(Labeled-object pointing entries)
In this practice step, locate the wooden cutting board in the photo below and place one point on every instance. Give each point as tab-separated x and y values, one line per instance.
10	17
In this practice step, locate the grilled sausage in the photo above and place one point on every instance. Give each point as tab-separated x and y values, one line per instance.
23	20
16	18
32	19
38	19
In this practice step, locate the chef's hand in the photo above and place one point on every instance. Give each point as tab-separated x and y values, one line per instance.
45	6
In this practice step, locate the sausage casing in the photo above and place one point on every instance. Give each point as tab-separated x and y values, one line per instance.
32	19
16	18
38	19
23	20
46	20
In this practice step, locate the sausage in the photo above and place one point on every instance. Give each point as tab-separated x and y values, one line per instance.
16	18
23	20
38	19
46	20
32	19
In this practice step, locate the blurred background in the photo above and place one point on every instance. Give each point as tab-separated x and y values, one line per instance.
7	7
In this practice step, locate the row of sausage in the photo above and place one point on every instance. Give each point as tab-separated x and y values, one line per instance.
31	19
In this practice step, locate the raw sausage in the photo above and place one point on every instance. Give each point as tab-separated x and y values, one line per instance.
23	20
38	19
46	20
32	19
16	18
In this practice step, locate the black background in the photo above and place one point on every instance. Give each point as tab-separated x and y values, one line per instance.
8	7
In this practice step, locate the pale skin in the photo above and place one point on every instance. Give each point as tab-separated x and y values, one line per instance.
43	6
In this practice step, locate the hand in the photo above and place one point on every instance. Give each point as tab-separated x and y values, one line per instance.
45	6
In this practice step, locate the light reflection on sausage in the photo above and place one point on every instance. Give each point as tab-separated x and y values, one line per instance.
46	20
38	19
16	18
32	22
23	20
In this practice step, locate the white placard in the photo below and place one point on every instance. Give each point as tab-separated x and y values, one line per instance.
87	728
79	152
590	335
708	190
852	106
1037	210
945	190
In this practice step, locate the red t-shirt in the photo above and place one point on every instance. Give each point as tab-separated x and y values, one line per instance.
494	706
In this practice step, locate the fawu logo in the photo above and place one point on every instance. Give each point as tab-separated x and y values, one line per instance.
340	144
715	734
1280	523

[What needs to be done]
Retype all of the data above, line for line, with no changes.

[Complete output]
In this practice step, locate the wooden cutting board in the photo below and place one point on every instance. Give each point as tab-separated x and y values, one line per instance.
10	17
In this practice step, locate the grilled sausage in the photo above and place one point on every instance. Give each point as tab-separated x and y values, one line per instance.
23	20
16	18
32	19
38	19
In this practice step, locate the chef's hand in the photo above and place one point on every instance. Give each point as tab-separated x and y values, one line per instance.
45	6
In this practice step, locate the sausage casing in the photo above and place one point on every instance. Give each point as tab-separated x and y values, one line per instance.
32	19
16	18
38	19
23	20
46	20
In this practice step, locate the sausage in the photo above and place one point on every instance. Give each point as tab-separated x and y values, one line per instance.
16	18
23	20
38	19
46	20
32	19
In this practice step, locate the blurred background in the photo above and place one point on every instance. Give each point as tab-separated x and y values, one line per instance.
7	7
In this practice step, locate the row of sausage in the photo above and place one point on every instance. Give each point as tab-separated x and y values, one line per instance.
31	19
In this practice step, locate the raw sausage in the photo above and place one point on every instance. Give each point as tab-separated x and y values, one line per instance.
23	20
38	19
46	20
32	19
16	18
In this practice step, locate the black background in the photo above and place one point on every instance. Give each point as tab-separated x and y values, one line per instance.
8	7
In this practice step, locate the pale skin in the photo above and place one point on every instance. Give each point as tab-separated x and y values, one line per instance.
43	6
In this practice step, locate the hand in the photo above and place one point on every instance. Give each point as tab-separated x and y values, one line per instance.
45	6
In this practice step, locate the light reflection on sausage in the photo above and place one point on every instance. Give each point as tab-separated x and y values, one line per instance.
46	20
38	19
16	18
32	22
23	20
In this practice step, locate the white placard in the photo below and place one point on every instance. Give each point as tab-separated x and y values, one line per instance.
87	728
79	152
590	335
708	190
852	106
1037	210
945	190
In this practice step, locate the red t-shirt in the photo above and place one point on every instance. Give each point as tab-separated x and y values, one line per instance.
494	706
In this practice step, locate the fawu logo in the photo above and place one point on every instance. Give each point as tab-separated x and y values, one line per instance.
340	144
715	734
1280	523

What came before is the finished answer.